Show each line below that contains the word "seated", copied in full. Case counts, so a line with different capitalization of the word doesn't qualify.

• • • • • • •

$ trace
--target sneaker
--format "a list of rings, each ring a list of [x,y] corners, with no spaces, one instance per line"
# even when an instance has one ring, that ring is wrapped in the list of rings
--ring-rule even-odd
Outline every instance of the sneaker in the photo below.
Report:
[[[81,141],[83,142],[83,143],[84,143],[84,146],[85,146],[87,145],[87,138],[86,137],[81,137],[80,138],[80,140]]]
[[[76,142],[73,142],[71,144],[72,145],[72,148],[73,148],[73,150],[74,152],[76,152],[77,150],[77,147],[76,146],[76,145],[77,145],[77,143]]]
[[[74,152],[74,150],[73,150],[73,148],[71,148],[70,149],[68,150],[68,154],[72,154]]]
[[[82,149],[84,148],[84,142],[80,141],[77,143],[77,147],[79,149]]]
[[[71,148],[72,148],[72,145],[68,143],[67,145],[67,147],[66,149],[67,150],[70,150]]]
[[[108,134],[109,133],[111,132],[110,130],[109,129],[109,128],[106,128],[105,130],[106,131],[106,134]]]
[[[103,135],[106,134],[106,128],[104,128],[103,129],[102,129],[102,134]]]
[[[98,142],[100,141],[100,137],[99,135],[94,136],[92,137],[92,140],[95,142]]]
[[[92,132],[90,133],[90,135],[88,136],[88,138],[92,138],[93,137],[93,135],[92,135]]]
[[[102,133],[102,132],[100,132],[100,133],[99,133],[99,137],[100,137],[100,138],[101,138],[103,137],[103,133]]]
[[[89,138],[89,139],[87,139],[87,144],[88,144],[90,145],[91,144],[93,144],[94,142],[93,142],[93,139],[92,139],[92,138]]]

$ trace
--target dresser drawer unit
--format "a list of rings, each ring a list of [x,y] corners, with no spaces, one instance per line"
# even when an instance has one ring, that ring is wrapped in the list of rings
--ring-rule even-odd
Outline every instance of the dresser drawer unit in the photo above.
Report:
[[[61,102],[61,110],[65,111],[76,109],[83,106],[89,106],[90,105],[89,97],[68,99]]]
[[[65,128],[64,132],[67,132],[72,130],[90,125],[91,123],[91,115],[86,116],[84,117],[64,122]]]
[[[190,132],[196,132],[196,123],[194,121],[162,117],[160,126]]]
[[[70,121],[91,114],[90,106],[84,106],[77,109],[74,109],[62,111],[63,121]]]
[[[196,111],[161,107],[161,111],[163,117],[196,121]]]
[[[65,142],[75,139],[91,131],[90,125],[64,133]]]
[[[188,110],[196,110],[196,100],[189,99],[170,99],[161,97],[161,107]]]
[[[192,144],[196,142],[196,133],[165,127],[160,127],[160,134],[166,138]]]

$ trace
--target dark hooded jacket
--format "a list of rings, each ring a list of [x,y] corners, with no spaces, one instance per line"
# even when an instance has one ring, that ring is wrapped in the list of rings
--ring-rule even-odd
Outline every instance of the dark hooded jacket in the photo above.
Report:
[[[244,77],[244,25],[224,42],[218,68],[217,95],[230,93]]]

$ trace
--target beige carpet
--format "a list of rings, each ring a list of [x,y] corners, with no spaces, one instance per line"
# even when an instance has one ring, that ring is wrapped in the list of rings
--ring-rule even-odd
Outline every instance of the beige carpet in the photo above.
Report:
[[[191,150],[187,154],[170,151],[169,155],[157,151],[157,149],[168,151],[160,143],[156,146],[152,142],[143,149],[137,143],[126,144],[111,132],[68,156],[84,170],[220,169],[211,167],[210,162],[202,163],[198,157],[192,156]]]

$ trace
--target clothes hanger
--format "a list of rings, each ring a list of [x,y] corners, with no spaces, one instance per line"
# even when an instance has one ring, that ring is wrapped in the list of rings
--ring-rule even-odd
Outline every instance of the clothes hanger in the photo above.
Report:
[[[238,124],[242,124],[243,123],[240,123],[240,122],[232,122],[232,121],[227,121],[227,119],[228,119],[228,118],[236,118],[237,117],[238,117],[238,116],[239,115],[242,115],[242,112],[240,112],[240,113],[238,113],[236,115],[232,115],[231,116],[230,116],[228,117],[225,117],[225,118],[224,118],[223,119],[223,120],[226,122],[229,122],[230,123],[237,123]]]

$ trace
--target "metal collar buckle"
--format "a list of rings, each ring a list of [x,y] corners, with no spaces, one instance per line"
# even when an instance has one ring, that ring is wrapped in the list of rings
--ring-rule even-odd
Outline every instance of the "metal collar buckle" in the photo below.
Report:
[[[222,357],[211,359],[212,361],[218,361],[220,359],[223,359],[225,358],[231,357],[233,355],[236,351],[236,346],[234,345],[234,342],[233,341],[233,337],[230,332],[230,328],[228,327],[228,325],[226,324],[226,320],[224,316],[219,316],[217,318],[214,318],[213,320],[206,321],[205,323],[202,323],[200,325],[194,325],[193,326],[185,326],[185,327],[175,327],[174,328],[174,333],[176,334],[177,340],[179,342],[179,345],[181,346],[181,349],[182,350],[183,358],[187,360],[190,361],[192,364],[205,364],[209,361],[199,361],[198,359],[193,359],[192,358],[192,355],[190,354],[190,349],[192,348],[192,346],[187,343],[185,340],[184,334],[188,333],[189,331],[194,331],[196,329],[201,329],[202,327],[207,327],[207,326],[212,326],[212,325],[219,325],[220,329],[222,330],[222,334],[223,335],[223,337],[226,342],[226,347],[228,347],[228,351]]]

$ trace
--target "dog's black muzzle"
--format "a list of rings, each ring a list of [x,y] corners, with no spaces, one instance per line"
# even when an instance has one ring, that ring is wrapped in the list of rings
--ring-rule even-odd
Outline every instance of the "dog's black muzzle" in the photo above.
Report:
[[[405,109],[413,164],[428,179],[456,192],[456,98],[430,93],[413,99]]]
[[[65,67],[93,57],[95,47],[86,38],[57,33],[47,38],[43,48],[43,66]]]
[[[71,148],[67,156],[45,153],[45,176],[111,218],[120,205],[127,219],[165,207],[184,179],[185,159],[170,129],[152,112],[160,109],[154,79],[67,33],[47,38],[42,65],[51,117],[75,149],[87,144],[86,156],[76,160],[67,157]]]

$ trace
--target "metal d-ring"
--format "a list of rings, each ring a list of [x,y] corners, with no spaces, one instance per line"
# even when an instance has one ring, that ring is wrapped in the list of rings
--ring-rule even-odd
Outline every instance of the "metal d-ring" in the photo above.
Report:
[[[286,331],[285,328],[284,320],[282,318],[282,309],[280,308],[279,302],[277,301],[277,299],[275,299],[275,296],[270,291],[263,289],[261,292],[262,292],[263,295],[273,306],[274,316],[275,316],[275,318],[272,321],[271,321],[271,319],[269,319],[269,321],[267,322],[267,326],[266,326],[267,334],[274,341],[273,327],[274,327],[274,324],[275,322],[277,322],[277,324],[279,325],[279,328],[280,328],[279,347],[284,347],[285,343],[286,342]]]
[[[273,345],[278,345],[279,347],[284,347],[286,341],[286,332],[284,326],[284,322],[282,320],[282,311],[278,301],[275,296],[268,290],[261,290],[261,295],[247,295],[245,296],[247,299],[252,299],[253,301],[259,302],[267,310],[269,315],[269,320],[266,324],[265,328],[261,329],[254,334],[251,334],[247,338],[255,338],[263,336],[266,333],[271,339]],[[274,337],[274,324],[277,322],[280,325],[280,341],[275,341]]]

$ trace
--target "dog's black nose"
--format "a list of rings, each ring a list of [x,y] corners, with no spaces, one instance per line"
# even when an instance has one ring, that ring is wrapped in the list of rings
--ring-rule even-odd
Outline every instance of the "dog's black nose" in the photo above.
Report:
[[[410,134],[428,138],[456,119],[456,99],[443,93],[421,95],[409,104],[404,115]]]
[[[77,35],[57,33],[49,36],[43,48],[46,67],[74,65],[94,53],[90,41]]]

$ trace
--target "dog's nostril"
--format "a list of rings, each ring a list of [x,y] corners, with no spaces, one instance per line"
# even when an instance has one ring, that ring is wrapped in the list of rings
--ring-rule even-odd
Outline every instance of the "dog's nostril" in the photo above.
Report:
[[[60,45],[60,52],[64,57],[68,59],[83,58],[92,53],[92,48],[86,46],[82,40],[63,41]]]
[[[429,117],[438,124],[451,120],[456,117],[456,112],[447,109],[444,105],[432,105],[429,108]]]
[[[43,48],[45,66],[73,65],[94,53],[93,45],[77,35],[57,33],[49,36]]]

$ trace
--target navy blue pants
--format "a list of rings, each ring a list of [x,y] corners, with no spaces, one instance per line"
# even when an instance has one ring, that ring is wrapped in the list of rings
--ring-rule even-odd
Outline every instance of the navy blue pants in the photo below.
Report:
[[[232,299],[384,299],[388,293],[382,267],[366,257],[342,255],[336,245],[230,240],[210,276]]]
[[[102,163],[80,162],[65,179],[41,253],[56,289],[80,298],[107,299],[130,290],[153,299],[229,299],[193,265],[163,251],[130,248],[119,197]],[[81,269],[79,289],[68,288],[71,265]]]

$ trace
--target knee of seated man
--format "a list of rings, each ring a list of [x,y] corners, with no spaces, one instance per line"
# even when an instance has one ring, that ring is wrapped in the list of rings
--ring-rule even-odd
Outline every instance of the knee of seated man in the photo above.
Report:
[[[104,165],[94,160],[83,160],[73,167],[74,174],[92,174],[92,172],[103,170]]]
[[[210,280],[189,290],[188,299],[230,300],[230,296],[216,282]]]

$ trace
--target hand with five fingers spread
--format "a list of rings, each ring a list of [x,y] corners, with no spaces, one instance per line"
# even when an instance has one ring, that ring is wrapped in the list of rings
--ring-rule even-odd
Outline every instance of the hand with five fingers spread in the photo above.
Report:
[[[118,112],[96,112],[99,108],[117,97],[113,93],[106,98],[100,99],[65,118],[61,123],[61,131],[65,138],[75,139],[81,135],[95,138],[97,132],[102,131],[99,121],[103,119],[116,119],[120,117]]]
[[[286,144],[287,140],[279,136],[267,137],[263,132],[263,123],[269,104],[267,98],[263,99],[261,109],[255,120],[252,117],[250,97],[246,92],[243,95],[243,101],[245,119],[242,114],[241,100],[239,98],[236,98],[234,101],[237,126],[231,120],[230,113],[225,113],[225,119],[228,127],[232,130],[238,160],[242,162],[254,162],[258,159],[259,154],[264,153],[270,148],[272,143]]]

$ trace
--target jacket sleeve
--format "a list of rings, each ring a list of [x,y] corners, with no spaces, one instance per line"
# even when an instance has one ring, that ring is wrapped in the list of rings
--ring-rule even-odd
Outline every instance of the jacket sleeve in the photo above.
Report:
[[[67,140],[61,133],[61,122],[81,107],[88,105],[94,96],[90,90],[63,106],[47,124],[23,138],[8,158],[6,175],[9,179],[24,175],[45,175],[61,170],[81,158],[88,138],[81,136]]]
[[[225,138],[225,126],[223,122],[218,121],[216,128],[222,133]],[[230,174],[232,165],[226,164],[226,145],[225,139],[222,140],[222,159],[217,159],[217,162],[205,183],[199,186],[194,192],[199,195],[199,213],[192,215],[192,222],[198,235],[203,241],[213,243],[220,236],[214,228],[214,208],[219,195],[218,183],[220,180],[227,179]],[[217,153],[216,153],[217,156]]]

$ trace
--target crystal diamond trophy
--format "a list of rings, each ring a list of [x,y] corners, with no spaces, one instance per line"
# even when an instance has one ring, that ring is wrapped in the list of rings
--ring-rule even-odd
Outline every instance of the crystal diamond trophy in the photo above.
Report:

• • • • • • •

#### EXERCISE RESPONSE:
--target knee of seated man
Outline every instance of the knee of seated man in the photo above.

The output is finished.